:: EXCERPTED PASSAGE ::
For writing to an XML file, I'm also running into the problem of converting html entities into numeric entities. The htmlspecialchars() works almost all the time, but I have read that it is not sufficient for properly cleansing all strings, for example one that contains an invalid html entity.
Thanks for your help, Brian
You didn't say where the strings were coming from, but if you're getting them from an HTML form submission, see this article:
Setting the character encoding in form submit for Internet Explorer
Long and short, you'll need to explicitly tell the browser what charset you want the form submission in. If you specify UTF-8, you should never get invalid UTF-8 from a browser. If you want to protect yourself against ANY type of malicious attack, you'll need to use iconv:
http://www.php.net/iconv
$utf_8_string = iconv($from_charset, $to_charset, $original_string);
If you specify "utf-8" as both $from_charset and $to_charset, iconv() should return an error if $original_string contains invalid UTF-8.

:: DATA BLOCK ::

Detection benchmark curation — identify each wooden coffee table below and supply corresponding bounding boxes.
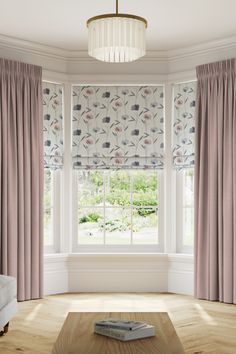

:: PROBLEMS AND TASKS ::
1. In the forum excerpt above, what should iconv() do when "utf-8" is given as both charsets and the original string holds invalid UTF-8?
2. Retype everything in the forum excerpt from "For writing to" down to "invalid html entity.".

:: ANSWER LIST ::
1. It should return an error.

2.
For writing to an XML file, I'm also running into the problem of converting html entities into numeric entities. The htmlspecialchars() works almost all the time, but I have read that it is not sufficient for properly cleansing all strings, for example one that contains an invalid html entity.